Information supplied:
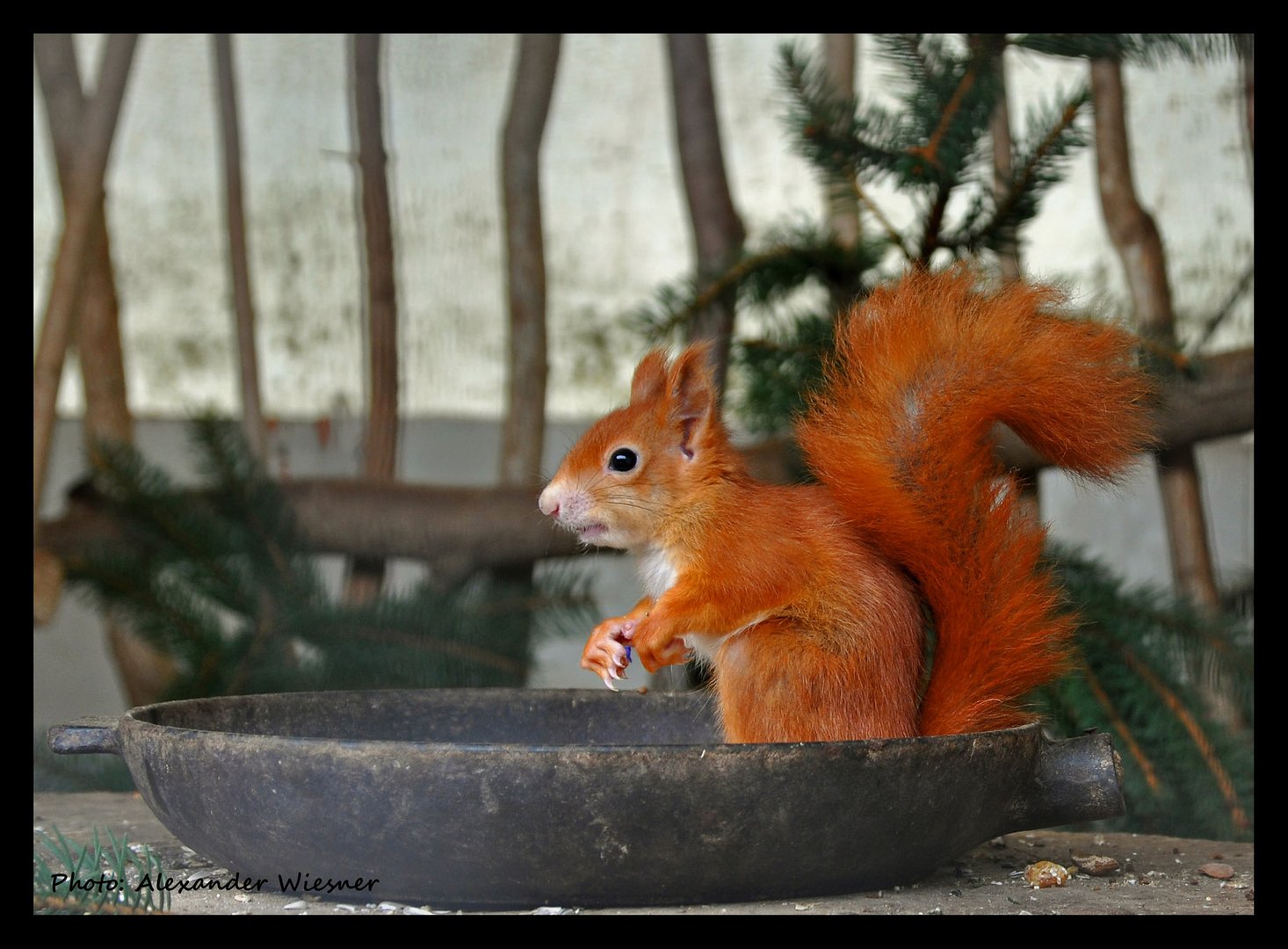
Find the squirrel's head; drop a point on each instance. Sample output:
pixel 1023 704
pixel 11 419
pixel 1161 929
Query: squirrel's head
pixel 636 470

Aim of the task:
Where an image appears in the data, skip it, and return the rest verbatim.

The answer:
Find the squirrel's head; drop a point on each instance. Sample output:
pixel 1023 704
pixel 11 419
pixel 1161 929
Query: squirrel's head
pixel 636 470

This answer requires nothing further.